DATA SECTION:
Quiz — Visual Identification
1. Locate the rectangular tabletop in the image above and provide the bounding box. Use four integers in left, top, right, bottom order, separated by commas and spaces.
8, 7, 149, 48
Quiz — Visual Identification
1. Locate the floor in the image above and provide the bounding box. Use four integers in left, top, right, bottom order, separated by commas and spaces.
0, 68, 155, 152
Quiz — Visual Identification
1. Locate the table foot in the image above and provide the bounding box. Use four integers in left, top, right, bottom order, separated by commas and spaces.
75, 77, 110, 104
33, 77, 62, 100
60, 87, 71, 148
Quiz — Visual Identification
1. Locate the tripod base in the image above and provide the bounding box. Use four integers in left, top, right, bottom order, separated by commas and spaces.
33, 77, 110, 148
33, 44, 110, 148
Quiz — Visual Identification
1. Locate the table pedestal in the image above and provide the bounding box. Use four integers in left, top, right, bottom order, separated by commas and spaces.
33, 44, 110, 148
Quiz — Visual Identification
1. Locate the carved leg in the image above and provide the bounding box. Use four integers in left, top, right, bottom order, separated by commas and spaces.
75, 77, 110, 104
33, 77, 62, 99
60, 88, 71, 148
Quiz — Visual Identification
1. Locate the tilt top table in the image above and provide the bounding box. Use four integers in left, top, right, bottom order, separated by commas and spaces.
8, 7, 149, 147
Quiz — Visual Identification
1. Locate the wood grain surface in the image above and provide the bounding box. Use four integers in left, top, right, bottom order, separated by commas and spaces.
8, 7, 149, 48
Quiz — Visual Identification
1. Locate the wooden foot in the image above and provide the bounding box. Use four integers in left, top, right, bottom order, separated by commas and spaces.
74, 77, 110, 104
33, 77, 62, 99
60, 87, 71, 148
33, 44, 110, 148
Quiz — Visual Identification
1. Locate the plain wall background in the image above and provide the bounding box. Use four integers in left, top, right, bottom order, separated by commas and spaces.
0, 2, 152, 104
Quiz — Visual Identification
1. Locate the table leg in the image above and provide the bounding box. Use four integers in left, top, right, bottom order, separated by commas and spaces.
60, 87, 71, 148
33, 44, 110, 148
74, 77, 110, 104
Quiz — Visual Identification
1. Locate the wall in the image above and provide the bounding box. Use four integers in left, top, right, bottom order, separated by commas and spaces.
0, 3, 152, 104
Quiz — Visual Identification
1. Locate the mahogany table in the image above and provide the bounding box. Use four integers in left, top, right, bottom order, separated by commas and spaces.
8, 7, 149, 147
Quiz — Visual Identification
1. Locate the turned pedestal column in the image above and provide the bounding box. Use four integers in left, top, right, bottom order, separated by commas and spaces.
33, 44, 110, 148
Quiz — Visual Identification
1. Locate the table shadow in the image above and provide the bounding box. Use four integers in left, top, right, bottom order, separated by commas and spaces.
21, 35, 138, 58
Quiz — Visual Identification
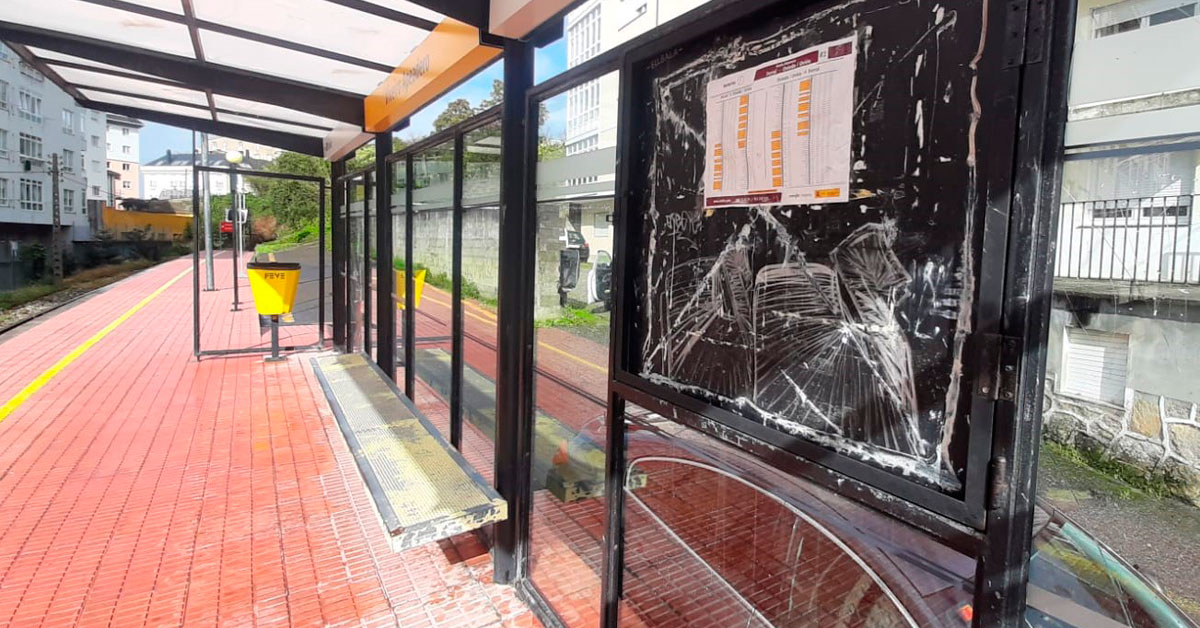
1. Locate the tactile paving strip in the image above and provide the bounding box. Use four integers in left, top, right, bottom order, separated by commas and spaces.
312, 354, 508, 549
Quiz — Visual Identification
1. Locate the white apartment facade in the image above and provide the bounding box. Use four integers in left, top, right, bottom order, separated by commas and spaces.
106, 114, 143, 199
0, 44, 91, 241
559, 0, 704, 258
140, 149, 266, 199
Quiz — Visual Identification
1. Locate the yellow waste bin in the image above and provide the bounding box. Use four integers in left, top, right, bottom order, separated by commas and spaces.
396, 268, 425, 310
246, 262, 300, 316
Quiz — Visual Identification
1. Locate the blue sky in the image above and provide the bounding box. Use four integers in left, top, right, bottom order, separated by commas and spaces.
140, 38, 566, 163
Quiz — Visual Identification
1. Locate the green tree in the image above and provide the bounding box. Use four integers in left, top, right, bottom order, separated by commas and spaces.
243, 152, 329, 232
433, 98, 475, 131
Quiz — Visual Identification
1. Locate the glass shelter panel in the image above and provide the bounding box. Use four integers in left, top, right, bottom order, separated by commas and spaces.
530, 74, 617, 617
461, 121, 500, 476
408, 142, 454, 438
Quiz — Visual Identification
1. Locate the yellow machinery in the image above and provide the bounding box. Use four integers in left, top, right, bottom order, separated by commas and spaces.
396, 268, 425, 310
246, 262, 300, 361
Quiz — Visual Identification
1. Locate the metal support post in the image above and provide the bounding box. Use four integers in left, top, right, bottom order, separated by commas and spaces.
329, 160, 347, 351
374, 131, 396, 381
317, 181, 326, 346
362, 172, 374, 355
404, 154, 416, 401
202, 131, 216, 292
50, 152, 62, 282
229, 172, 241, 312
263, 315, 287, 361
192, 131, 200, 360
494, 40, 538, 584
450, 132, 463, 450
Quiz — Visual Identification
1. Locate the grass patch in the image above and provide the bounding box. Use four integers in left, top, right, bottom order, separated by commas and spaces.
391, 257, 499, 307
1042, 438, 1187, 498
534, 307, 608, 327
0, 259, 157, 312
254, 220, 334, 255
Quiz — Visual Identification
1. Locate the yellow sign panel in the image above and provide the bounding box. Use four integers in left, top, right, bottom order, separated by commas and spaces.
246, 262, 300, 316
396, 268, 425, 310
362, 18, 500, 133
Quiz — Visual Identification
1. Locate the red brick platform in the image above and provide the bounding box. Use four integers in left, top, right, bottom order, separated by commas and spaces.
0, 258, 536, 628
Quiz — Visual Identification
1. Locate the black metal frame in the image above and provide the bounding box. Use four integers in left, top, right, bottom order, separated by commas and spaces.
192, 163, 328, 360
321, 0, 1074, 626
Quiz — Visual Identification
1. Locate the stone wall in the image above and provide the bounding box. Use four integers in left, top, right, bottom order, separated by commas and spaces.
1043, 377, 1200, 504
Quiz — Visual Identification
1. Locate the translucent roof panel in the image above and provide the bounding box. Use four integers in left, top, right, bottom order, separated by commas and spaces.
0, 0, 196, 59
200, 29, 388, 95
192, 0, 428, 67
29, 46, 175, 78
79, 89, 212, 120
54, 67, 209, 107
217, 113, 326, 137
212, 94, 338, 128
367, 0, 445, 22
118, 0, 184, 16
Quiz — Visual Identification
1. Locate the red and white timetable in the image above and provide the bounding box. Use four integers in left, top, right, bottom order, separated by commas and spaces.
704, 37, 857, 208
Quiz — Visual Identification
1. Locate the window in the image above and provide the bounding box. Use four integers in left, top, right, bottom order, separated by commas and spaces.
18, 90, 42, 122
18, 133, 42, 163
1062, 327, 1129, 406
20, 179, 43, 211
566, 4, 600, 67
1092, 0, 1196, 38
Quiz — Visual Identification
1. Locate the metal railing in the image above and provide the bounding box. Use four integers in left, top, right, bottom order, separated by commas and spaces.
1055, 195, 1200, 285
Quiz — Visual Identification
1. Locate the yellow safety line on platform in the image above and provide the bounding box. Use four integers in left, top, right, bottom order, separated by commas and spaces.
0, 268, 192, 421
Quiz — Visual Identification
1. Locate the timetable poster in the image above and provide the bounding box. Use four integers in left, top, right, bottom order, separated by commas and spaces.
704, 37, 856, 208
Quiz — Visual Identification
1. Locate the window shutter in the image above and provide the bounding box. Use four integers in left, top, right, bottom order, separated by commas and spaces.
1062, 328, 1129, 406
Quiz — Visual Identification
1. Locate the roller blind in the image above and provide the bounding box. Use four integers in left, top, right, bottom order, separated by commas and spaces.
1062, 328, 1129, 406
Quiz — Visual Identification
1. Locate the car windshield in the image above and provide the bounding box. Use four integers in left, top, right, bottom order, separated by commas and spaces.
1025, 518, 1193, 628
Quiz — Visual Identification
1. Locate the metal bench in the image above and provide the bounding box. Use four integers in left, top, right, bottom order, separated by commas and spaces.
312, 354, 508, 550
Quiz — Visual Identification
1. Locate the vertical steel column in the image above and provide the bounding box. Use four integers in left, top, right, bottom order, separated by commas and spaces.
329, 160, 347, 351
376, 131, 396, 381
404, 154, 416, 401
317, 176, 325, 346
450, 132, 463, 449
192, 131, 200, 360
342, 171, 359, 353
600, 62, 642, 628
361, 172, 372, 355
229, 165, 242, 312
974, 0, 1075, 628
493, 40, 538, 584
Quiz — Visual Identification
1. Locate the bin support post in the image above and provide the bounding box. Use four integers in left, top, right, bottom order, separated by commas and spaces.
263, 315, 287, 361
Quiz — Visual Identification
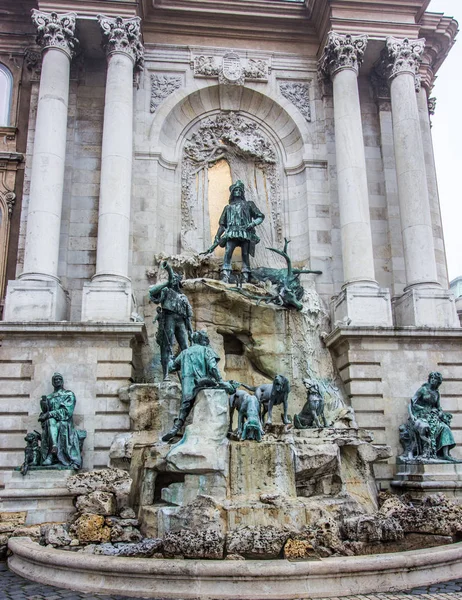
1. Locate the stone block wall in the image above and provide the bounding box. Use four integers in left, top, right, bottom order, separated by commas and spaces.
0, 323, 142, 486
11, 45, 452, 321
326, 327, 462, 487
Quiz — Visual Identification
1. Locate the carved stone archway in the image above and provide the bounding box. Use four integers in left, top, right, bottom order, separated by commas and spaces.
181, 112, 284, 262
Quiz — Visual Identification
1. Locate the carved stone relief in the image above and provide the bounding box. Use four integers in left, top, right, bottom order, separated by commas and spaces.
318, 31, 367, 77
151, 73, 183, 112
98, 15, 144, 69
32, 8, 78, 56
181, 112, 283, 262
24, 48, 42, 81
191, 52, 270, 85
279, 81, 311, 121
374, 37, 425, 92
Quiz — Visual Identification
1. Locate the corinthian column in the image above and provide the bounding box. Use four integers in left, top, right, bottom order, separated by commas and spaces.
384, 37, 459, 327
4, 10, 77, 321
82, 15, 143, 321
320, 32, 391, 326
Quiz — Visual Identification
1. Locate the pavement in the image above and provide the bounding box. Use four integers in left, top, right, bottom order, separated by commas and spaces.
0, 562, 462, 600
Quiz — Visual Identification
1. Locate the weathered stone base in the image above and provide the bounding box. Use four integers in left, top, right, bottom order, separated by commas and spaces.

WHAT IS REQUIRED: Extract every line from the rows above that contains the word "pedestal", treating uppercase and lowercase letters as different.

EXERCISE RESULT:
1. Locate the table pedestal in the image above and provide the bounding box. Use four integers in left, top, right, bottom order, separated by commas and spaces.
1. Locate the turned pedestal column in the image above and provide the bounding box. Use four integers in left, top, right, bottom order, separated by commas and spaces.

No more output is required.